Your task is to write out exactly the lines from the line containing "Question. Identify the bare" through the end of the records, inclusive at both ends.

Records from a dataset
▼
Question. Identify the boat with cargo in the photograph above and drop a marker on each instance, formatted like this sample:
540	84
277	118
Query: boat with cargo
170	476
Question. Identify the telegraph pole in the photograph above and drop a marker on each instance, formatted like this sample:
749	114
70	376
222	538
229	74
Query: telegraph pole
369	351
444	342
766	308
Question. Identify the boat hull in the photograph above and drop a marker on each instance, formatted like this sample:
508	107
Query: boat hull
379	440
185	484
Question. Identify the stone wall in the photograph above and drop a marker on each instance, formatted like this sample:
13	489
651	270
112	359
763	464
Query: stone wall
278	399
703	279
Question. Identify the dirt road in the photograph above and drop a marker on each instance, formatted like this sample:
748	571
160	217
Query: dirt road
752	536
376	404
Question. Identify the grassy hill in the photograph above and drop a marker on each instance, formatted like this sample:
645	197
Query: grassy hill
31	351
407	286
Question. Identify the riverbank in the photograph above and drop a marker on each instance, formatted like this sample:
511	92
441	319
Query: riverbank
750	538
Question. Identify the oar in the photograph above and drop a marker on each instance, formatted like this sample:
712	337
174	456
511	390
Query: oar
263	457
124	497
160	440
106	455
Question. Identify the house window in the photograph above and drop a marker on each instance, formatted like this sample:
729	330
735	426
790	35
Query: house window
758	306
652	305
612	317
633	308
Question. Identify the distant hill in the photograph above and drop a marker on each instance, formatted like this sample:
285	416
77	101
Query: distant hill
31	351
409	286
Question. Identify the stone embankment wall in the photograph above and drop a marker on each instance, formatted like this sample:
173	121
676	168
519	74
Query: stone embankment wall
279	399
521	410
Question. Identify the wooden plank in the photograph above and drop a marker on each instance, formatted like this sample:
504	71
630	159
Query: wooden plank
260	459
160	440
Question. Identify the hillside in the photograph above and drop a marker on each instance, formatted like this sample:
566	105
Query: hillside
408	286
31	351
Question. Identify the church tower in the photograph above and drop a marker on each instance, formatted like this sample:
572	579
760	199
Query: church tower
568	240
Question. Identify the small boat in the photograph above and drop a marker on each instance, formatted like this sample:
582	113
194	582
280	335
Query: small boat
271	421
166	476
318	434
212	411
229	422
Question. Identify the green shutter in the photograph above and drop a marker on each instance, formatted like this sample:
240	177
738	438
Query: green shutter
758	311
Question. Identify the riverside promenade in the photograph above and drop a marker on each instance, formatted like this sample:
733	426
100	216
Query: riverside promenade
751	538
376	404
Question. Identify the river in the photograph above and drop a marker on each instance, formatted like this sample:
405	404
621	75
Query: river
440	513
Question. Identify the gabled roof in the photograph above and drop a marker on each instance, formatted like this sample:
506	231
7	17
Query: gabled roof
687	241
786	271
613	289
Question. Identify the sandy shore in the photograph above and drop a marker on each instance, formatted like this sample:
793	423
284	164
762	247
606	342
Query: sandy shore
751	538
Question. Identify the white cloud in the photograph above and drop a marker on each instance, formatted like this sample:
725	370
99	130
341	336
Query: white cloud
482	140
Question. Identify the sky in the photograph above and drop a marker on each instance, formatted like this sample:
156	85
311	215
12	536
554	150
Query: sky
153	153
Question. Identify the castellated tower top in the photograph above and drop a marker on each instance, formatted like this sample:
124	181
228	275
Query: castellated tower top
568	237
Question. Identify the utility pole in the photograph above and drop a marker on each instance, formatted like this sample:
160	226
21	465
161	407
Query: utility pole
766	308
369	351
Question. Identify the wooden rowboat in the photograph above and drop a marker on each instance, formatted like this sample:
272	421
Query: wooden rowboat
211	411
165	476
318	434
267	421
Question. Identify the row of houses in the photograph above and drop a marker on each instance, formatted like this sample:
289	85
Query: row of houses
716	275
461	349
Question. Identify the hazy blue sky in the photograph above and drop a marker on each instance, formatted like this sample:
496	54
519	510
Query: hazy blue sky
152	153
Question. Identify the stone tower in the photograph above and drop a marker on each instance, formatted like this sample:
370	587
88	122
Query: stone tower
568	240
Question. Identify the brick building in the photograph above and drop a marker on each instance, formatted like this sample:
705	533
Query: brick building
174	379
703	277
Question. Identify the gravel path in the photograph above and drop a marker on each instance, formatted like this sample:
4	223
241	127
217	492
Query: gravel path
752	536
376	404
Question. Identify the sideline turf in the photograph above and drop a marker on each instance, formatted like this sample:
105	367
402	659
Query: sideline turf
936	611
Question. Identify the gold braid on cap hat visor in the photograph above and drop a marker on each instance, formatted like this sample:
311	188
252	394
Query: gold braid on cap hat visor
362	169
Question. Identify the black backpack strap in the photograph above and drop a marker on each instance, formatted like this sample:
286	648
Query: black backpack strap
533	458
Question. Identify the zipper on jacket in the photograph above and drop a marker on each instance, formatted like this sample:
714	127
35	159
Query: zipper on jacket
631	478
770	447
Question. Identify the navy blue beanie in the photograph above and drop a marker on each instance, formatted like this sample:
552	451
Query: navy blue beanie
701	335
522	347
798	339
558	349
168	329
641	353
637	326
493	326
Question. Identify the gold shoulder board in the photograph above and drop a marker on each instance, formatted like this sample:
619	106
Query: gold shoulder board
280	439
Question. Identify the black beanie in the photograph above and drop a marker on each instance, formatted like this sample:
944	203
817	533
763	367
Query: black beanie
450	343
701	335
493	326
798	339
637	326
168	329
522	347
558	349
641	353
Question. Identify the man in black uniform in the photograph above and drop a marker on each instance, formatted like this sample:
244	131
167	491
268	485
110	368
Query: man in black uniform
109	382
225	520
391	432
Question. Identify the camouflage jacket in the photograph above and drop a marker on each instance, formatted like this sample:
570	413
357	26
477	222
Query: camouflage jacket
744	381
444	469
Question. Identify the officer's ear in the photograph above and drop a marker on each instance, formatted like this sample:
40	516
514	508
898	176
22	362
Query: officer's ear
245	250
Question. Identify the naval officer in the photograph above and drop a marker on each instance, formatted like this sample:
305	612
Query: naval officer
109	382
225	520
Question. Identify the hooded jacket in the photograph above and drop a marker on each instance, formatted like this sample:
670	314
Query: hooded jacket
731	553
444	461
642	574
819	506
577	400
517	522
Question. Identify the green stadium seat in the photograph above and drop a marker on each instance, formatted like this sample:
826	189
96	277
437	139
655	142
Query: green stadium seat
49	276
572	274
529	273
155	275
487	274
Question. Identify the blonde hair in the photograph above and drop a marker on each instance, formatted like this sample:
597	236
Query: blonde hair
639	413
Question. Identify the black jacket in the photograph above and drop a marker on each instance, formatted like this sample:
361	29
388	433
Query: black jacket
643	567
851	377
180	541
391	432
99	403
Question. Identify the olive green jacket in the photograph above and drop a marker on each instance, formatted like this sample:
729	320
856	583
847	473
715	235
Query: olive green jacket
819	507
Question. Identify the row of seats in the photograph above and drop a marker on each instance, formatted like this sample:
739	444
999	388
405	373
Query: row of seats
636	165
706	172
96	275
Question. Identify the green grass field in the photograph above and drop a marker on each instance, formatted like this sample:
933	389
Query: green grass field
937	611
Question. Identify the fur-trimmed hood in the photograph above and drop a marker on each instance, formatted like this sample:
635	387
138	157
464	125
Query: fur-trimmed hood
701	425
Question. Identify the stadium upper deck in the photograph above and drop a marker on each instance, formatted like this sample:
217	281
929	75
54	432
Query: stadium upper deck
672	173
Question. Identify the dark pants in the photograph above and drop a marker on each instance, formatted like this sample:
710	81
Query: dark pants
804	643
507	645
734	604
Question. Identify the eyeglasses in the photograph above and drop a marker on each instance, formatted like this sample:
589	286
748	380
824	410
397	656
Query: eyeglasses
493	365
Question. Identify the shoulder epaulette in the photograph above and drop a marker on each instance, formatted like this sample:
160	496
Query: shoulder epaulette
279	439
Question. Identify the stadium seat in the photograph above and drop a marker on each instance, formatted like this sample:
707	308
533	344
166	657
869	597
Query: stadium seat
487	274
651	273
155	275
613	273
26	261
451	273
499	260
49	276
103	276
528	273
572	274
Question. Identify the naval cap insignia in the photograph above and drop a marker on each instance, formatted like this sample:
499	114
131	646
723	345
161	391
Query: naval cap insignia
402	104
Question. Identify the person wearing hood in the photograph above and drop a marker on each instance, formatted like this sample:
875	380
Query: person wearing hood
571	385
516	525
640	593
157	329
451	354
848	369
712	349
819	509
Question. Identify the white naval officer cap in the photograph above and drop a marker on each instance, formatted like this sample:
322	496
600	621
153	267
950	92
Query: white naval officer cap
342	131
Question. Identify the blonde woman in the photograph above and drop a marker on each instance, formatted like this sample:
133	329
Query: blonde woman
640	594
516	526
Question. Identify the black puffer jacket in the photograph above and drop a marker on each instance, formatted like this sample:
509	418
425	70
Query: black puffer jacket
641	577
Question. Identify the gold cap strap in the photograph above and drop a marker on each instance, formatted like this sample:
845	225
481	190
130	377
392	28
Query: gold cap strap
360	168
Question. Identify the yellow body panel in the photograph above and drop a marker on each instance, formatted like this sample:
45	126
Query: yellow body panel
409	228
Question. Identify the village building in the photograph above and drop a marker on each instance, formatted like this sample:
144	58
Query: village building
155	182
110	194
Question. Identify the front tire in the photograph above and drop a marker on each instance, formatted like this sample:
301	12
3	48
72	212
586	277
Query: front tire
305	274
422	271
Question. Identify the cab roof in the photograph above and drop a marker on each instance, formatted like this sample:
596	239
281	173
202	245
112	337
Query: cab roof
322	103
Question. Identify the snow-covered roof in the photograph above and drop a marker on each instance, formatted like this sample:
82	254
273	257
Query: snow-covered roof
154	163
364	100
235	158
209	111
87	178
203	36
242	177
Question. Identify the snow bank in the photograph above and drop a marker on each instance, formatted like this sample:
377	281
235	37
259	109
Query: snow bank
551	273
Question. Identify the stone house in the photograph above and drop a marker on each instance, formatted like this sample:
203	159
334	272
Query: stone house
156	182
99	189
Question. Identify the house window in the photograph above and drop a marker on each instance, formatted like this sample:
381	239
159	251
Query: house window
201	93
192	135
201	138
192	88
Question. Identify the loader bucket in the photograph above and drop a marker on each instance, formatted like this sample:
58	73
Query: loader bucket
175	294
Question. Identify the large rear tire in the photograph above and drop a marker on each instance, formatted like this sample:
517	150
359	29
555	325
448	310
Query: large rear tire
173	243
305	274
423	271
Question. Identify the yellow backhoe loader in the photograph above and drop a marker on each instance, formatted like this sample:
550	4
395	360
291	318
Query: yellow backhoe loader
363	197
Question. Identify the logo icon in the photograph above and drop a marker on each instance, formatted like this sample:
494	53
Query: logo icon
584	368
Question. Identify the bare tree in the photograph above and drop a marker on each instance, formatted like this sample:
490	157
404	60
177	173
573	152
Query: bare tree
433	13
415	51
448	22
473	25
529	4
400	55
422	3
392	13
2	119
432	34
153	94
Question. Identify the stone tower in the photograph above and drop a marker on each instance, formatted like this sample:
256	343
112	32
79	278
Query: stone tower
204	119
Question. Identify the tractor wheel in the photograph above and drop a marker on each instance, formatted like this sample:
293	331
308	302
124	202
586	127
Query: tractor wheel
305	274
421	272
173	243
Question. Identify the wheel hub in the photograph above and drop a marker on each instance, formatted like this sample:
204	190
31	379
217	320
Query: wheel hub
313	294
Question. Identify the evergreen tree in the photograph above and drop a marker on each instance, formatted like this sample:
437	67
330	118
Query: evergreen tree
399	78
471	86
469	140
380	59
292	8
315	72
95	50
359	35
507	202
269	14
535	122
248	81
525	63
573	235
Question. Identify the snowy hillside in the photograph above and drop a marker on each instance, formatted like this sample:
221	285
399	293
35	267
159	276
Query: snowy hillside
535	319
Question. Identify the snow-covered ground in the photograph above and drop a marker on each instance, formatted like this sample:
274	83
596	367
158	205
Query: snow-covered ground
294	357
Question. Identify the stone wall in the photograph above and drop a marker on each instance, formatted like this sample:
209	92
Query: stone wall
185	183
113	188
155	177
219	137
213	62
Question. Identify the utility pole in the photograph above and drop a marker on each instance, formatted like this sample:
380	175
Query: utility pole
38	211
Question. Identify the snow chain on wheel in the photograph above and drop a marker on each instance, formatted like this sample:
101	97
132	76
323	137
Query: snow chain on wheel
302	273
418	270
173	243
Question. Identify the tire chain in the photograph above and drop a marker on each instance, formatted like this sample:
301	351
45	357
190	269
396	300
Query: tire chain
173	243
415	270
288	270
▲
▸ Reply
Question. Identify the bare tree in the photograph above and drop a marker on each instance, formatted like this sample:
490	157
404	60
177	173
573	152
Query: bare tree
433	13
415	51
448	22
473	25
529	4
400	55
422	3
392	13
2	119
432	34
153	94
Question. Identify the stone tower in the photograph above and drop a marker on each instance, formatted like this sample:
256	343
112	32
79	278
Query: stone tower
204	119
Question. Identify the tractor wheel in the photograph above and drop a marker on each instance, formatted like this sample:
293	331
308	302
124	202
586	127
Query: tractor wheel
305	274
421	272
173	243
Question. Identify the wheel hub in the photograph above and drop a marker on each instance, formatted like this sample:
204	190
31	379
217	320
Query: wheel hub
313	294
Question. Identify the evergreen tree in the photograph above and drop a marker on each instance, formatted like this sample:
437	67
330	118
Query: evergreen tree
399	78
471	86
469	140
380	59
292	8
315	72
95	50
359	35
507	202
269	14
535	122
248	81
525	63
573	235
Question. Identify the snowy hillside in the photograph above and drop a marker on each instance, formatted like this sample:
221	285
399	293
35	267
159	276
Query: snowy hillside
535	319
Question. Identify the snow-covered ground in the photograph above and drop a marker on each instance, formatted like this sample:
274	83
596	367
158	205
Query: snow-covered ground
294	357
Question. Identify the stone wall in the photograph above and drop a marker on each instance, formatted like this sample:
209	92
Query: stone wall
185	183
113	188
155	177
219	137
213	62
Question. Identify the utility pole in the photograph above and drop a marker on each instance, formatted like this sample:
380	175
Query: utility pole
38	211
Question. Identify the snow chain on wheel in the photograph above and drop a marker on each instance, formatted like this sample:
101	97
132	76
323	137
Query: snow chain on wheel
302	273
418	270
173	243
Question. Identify the tire chain in the photograph above and drop a marker on each instance, formatted like this sample:
301	351
45	357
190	269
396	300
Query: tire chain
173	243
415	270
288	270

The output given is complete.